▶ **THE DATA**
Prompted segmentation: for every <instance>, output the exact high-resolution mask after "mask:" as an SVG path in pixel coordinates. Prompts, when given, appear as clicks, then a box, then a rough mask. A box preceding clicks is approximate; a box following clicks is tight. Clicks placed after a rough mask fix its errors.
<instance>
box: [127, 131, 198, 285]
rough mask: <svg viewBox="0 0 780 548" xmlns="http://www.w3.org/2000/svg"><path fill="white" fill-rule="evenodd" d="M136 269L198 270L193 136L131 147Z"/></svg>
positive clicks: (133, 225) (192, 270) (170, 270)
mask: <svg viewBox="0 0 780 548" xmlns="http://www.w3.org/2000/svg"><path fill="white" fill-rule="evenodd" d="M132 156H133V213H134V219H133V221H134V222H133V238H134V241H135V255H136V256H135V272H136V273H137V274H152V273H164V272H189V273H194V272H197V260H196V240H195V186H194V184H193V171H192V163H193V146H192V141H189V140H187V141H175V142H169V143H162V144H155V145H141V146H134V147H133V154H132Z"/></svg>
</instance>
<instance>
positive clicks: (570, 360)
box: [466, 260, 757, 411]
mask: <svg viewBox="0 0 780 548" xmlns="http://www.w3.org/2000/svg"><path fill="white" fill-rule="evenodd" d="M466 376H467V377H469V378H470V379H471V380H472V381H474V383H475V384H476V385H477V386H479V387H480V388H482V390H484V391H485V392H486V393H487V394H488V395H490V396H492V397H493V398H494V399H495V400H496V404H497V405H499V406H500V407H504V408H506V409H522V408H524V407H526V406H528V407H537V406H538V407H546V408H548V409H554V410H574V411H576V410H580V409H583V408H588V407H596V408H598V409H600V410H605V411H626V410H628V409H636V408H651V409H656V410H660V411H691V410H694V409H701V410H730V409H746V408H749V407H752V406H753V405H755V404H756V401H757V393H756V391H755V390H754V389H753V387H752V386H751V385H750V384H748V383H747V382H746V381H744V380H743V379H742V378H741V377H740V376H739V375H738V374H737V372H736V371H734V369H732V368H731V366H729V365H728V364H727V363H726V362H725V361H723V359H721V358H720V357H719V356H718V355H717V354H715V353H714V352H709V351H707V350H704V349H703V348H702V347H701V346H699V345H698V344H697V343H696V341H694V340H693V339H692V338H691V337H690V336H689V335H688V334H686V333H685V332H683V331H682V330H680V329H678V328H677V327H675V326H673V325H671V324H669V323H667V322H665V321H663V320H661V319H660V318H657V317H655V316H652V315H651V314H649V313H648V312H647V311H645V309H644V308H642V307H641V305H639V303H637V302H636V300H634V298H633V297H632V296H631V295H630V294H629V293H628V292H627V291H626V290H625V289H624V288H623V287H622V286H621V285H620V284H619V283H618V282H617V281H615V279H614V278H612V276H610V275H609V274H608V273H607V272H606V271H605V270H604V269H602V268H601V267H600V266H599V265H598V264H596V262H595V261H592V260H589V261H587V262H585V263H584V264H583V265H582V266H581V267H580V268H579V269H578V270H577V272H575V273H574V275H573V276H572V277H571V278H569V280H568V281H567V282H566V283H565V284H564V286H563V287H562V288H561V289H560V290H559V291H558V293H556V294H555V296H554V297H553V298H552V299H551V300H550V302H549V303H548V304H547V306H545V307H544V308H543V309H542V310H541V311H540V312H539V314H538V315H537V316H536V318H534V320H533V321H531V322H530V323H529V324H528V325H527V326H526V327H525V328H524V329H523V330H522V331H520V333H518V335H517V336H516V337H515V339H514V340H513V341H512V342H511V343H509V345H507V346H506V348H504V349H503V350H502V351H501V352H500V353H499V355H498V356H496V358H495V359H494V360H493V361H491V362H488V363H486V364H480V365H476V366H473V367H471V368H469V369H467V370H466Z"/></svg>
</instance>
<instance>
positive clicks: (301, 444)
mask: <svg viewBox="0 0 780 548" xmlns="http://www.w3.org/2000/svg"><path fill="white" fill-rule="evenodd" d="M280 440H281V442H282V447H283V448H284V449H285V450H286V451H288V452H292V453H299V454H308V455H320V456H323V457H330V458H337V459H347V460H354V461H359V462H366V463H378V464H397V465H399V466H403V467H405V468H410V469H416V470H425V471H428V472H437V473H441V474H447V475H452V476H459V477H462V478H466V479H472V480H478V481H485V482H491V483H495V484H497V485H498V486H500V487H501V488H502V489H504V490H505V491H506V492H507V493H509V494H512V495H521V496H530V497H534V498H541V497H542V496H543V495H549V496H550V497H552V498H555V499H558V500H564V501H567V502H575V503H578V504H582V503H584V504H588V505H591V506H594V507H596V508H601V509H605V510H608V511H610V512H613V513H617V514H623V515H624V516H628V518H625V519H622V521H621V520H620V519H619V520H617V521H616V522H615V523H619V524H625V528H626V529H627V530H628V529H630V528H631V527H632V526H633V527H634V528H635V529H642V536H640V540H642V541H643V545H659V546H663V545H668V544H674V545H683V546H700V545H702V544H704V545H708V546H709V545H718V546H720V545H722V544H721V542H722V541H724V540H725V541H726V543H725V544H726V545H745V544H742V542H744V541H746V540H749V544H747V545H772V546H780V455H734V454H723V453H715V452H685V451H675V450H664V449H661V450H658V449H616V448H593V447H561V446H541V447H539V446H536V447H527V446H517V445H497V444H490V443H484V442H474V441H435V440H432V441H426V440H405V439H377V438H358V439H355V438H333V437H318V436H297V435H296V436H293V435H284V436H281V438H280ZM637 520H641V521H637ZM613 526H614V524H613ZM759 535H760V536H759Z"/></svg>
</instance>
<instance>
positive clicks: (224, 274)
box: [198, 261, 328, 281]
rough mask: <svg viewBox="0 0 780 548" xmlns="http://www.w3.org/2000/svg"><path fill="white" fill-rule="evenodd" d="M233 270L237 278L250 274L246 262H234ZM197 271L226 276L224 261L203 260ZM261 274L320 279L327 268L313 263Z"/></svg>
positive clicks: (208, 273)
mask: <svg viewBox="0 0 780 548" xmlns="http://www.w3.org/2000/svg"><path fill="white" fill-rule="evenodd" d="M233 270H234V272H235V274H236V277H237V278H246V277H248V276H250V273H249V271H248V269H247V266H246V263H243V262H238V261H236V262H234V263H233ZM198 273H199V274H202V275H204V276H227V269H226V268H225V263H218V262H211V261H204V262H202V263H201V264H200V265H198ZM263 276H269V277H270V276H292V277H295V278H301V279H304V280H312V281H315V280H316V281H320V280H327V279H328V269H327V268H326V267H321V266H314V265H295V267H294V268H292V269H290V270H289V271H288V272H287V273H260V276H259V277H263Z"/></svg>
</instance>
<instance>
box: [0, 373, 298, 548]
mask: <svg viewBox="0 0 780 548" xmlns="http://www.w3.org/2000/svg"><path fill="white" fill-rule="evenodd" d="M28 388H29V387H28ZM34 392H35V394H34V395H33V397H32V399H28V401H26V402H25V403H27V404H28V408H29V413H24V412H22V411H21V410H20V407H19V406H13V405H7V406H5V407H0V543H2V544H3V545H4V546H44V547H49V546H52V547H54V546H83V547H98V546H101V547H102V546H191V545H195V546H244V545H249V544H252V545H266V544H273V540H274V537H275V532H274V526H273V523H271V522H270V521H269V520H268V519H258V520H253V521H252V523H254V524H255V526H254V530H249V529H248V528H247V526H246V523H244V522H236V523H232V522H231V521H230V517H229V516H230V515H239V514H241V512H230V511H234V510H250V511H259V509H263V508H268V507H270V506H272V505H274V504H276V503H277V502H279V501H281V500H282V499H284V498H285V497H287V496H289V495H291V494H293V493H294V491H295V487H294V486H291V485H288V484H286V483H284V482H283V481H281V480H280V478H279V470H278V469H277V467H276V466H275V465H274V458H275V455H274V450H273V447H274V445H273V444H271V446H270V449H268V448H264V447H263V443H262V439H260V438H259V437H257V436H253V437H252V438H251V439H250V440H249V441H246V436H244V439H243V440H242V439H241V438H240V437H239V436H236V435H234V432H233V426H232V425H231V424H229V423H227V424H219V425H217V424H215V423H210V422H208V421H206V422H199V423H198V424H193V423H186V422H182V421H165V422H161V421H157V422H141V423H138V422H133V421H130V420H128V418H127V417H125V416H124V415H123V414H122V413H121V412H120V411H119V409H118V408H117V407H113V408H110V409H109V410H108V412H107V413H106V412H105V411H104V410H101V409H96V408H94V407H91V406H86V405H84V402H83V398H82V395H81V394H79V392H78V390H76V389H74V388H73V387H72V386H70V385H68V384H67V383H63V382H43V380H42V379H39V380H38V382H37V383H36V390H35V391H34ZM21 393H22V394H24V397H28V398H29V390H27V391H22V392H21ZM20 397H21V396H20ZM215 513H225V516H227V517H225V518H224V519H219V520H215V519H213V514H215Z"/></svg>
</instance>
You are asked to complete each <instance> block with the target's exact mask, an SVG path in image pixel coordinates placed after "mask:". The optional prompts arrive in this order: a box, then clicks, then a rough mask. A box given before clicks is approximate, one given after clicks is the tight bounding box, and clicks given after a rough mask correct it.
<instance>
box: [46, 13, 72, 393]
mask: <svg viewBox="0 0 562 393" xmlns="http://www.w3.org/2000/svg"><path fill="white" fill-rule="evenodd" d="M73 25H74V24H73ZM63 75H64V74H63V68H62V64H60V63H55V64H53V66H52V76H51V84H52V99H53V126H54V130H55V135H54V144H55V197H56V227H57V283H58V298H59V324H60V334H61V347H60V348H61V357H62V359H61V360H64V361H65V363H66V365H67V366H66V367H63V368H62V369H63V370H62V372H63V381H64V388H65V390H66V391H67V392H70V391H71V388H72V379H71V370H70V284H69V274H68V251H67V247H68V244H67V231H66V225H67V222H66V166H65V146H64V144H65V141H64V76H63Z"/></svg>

▶ **WHAT THE TASK REQUIRES**
From the listing above, report the number of lines containing the string "then", without any accompanying remarks.

▶ **YOUR SOLUTION**
2